▶ _WRITTEN PROBLEM_: Retype the portion of the forum thread on wait() and notifyAll() from "Joined: May 10, 2001" up to and including "can get in.".

▶ _PASSAGE GIVEN_:

━━━

Joined: Nov 22, 2008
Posts: 18944
Hello Ranchers!
I need som guidens about wait() and notifyAll().
If I have a program that has 2 threads and I call start on both threads then the first started Thread enters run(). In run I will do my code , call methods and so on. If I like to call a syncronized method and wait() then only one thread shall execute this method. The other thread must run another method that calls notifyAll()! Is this right? I've seen example code that has wait in both syncronized methods and calls notifyAll() in both syncronized methods. Can someone please make an example how to correctly use wait() notifyAll() in an short program. Please be kind to comment the code.
Thanks
// Mathias
Dave Vick
Ranch Hand

Joined: May 10, 2001
Posts: 3244
Mathias
If you have two threads that are both running and both try to call methods that are synchronized on the same object then only one can enter the method. The other thread would have to keep trying to access the method until it gained access.
Think of it like a doctors office and a waiting room. Only one person can be in any one doctors office at a time, but any number can be in the waiting room. If a person (thread) is already in the office (synchronized code) then no others can get in.

━━━

▶ _ENTRIES_:
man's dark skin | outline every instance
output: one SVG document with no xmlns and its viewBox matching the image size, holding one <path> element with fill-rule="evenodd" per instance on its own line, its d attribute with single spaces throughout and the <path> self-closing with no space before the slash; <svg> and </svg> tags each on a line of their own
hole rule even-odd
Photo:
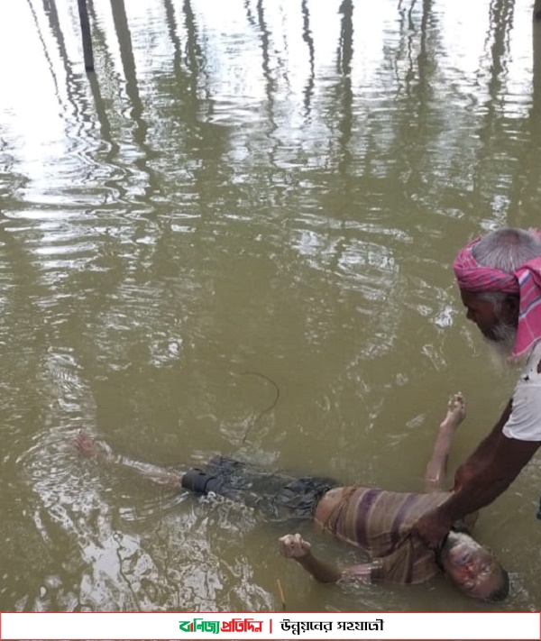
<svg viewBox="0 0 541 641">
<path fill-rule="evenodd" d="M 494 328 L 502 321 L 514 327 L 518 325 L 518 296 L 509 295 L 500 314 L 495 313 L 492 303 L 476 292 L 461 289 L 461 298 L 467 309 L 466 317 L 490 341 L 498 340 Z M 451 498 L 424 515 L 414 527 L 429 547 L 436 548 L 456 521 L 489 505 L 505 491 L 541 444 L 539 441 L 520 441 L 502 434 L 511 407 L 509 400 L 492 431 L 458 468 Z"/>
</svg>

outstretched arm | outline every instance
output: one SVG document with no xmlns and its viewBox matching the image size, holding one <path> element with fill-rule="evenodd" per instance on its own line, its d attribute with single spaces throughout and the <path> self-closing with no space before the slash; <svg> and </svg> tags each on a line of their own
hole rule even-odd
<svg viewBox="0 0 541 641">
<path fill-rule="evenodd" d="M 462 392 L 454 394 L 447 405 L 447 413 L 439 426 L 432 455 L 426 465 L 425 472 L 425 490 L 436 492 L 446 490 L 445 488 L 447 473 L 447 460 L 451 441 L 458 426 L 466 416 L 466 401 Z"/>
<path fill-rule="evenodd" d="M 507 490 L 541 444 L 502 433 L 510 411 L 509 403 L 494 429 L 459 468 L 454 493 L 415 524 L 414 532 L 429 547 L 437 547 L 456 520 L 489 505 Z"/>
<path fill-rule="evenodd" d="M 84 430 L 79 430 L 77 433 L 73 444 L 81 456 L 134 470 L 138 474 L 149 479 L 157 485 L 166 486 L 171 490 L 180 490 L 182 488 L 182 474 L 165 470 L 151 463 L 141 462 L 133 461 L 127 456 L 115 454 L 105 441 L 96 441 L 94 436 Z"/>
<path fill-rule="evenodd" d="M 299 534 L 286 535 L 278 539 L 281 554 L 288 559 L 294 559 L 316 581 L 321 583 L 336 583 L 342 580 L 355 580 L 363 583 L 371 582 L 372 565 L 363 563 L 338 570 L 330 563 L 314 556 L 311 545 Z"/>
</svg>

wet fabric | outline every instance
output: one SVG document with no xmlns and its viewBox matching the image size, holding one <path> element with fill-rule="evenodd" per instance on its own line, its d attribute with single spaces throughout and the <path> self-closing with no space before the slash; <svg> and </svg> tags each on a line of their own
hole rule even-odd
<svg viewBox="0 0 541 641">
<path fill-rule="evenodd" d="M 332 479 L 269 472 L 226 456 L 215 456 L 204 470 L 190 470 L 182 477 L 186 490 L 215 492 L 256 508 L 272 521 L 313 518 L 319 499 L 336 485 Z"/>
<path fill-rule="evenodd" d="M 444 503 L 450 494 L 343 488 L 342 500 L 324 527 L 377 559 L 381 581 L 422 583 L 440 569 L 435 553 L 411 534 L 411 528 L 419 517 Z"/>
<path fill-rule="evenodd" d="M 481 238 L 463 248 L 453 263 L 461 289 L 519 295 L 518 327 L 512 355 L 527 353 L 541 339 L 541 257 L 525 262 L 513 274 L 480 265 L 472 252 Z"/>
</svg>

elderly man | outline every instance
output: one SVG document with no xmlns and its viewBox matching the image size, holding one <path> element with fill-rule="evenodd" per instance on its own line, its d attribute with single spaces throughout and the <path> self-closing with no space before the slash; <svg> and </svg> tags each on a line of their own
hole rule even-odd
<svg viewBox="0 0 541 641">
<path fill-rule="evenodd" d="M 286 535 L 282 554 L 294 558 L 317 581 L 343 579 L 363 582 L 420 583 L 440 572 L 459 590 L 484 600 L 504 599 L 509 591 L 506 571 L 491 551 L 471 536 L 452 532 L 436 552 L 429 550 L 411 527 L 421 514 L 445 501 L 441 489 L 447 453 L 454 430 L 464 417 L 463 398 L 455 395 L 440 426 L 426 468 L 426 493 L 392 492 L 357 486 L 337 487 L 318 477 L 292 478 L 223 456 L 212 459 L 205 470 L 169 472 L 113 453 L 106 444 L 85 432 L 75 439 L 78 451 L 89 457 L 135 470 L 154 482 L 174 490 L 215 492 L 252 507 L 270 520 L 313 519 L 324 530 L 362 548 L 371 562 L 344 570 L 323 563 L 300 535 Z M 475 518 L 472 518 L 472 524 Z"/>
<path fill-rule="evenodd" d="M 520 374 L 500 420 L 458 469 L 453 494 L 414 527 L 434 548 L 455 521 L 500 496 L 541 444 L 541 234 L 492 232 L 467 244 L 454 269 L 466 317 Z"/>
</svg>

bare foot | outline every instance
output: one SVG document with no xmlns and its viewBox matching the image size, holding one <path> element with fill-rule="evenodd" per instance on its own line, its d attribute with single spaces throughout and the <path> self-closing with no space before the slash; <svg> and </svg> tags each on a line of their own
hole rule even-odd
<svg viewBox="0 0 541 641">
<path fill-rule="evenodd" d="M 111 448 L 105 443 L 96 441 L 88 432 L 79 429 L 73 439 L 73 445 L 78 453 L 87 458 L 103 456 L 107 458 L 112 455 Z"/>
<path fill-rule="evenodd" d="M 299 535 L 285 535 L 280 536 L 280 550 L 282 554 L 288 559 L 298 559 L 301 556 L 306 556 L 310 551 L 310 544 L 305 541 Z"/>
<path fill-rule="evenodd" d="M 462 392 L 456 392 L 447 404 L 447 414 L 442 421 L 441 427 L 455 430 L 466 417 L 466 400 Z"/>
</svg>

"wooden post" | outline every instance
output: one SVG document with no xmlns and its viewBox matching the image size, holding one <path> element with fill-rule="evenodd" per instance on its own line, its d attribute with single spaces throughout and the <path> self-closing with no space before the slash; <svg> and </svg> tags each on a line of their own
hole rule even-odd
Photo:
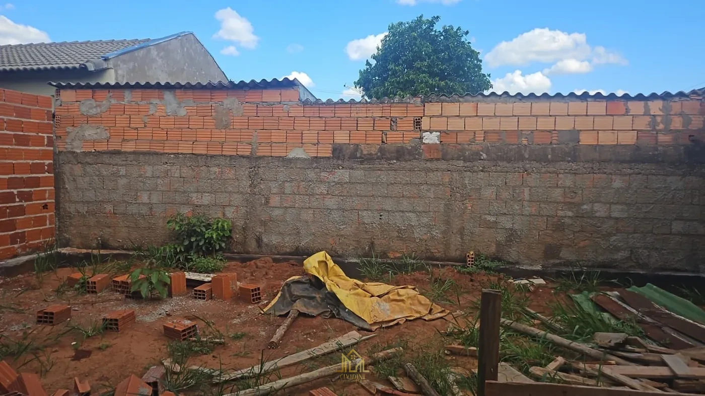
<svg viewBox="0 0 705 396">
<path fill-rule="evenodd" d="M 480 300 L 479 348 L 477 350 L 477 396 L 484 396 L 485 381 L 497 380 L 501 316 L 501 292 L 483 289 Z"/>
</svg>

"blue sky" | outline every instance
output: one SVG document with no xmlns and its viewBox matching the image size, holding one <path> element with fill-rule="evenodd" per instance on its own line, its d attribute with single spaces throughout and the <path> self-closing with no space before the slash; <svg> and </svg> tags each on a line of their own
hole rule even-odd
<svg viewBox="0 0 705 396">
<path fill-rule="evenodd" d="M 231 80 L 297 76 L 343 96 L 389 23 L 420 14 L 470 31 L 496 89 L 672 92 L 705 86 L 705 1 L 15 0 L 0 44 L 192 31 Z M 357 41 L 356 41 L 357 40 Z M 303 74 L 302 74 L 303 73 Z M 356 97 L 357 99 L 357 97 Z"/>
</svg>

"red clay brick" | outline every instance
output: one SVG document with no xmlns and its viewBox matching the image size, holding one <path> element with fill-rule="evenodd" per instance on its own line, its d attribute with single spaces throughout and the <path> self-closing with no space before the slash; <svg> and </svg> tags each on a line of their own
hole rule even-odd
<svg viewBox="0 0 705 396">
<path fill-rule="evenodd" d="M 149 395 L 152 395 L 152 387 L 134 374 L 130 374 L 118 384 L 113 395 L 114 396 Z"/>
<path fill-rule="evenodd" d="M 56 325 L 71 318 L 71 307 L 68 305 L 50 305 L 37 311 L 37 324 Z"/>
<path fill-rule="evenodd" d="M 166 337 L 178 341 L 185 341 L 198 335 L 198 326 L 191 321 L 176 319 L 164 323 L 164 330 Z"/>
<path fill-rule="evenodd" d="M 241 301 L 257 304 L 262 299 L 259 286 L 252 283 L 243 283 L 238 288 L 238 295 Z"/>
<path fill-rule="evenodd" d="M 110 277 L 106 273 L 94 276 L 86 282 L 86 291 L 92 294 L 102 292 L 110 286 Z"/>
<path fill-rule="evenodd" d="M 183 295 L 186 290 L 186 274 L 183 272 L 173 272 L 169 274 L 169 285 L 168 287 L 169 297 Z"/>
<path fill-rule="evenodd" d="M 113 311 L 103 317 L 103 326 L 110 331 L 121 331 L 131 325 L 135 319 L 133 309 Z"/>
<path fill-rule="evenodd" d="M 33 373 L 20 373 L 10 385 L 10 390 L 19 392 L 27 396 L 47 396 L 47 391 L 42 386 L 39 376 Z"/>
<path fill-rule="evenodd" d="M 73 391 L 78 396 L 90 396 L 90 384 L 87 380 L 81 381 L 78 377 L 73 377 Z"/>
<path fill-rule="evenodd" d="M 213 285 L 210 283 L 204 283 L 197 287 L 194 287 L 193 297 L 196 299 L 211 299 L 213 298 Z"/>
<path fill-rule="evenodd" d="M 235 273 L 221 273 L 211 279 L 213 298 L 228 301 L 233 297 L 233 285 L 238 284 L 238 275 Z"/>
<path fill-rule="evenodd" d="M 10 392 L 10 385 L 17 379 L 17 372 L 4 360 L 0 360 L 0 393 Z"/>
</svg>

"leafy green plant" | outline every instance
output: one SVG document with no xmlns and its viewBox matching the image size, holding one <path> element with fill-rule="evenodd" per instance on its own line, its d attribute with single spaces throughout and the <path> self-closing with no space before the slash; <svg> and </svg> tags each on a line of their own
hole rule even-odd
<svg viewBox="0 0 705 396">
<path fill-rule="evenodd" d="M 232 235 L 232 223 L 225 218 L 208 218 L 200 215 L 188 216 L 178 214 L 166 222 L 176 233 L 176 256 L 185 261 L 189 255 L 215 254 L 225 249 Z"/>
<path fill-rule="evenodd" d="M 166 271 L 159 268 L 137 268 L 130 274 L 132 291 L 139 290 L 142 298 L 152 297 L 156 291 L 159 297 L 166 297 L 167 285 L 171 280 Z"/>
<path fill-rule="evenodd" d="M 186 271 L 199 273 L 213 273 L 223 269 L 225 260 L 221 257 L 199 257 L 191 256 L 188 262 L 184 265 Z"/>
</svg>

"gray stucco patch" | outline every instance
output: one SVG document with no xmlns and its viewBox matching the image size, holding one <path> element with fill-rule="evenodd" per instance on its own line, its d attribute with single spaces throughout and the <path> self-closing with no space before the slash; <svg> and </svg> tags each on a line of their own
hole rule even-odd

━━━

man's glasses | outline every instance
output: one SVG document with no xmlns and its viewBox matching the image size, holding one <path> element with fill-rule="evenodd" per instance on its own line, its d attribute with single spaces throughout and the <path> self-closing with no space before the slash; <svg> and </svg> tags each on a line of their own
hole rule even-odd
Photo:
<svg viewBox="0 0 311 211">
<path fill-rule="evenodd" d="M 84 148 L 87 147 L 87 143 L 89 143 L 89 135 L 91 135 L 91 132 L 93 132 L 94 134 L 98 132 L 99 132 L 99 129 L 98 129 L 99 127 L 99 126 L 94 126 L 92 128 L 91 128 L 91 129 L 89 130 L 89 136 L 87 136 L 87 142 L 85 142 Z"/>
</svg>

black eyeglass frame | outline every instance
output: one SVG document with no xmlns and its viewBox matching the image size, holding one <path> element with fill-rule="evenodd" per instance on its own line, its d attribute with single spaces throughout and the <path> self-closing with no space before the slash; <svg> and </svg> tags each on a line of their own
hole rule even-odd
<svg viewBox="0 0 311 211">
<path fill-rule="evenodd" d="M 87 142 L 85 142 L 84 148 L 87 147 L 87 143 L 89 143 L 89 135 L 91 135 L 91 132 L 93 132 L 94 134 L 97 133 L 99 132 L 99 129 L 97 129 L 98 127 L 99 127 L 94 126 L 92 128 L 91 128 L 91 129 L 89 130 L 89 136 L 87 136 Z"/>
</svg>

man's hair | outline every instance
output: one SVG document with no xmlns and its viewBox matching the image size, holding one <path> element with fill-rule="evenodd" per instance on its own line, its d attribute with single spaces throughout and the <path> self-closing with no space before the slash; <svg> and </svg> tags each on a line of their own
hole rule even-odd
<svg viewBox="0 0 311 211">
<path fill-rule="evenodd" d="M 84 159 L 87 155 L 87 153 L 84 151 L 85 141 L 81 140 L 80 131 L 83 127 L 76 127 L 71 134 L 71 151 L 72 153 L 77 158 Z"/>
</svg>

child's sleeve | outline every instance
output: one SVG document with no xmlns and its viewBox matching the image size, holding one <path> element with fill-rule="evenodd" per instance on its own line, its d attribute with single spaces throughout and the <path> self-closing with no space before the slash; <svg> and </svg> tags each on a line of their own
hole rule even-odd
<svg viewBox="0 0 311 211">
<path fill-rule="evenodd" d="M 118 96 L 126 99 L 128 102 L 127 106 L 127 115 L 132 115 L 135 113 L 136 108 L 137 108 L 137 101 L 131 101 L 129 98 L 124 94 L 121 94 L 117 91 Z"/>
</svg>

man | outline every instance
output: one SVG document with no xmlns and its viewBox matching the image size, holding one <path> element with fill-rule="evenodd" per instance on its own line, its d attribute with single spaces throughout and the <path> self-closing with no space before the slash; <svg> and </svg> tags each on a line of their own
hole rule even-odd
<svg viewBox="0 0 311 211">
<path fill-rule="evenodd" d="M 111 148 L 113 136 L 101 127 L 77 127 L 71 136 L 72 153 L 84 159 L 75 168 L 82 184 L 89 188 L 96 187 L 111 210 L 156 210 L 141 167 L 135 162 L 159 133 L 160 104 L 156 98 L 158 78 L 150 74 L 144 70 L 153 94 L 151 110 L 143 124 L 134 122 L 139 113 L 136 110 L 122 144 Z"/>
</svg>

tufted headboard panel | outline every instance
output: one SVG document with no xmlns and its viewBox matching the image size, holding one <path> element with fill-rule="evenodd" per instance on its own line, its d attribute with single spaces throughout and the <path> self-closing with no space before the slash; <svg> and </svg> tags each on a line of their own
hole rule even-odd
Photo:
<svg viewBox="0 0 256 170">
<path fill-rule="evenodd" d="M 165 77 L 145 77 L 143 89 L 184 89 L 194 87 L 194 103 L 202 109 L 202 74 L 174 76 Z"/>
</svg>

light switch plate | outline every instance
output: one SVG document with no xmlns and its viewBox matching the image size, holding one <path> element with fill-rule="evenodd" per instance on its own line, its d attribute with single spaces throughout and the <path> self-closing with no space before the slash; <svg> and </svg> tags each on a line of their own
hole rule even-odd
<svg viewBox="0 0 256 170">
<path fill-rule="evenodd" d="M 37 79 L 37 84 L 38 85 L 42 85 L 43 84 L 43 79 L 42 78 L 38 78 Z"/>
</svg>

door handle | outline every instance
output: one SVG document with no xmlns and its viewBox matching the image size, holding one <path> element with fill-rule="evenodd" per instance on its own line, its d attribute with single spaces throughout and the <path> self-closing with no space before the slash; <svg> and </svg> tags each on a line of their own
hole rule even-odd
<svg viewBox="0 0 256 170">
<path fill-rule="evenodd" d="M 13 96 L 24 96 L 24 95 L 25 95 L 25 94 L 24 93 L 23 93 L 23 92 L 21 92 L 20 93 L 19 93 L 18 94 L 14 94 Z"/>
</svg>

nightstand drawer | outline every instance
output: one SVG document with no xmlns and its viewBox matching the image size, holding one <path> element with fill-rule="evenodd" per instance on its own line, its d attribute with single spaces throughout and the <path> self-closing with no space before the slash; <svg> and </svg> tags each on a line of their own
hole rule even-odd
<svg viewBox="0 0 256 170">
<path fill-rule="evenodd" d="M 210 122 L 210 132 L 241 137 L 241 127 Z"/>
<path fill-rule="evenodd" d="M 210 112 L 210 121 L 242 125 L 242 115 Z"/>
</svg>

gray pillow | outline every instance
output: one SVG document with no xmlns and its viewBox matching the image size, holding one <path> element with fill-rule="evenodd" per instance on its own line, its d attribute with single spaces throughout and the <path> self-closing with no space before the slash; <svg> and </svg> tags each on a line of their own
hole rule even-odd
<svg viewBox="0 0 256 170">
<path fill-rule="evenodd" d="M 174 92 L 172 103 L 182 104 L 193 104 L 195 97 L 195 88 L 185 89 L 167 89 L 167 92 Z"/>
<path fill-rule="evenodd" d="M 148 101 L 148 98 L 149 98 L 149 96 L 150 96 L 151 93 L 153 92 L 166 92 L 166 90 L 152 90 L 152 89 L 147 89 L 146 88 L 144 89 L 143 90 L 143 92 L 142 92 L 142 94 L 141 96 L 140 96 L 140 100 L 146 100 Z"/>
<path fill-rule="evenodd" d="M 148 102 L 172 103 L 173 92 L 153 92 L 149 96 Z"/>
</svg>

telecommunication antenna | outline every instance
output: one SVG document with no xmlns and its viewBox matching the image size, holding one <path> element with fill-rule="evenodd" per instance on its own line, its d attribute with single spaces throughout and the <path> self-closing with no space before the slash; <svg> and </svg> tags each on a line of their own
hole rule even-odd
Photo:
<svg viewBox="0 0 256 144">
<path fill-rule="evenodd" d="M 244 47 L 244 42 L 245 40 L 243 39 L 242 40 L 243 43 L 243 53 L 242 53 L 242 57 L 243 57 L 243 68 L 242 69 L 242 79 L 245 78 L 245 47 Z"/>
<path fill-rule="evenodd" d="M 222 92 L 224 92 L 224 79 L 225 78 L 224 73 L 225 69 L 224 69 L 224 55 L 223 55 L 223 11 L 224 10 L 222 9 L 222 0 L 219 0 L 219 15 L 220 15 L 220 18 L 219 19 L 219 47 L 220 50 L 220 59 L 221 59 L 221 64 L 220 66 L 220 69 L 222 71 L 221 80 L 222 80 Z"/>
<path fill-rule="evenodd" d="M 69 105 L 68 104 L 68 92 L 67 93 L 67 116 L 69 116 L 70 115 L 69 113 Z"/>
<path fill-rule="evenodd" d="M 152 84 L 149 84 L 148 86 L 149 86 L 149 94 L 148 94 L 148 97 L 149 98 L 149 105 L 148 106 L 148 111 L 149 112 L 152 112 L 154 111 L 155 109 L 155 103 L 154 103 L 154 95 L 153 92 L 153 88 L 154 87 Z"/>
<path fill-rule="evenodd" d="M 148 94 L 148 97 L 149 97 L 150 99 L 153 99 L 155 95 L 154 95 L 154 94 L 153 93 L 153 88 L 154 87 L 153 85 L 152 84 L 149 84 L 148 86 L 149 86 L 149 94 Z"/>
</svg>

━━━

▶ _TASK RESULT_:
Joined: May 10, 2001
Posts: 3244
Mathias
If you have two threads that are both running and both try to call methods that are synchronized on the same object then only one can enter the method. The other thread would have to keep trying to access the method until it gained access.
Think of it like a doctors office and a waiting room. Only one person can be in any one doctors office at a time, but any number can be in the waiting room. If a person (thread) is already in the office (synchronized code) then no others can get in.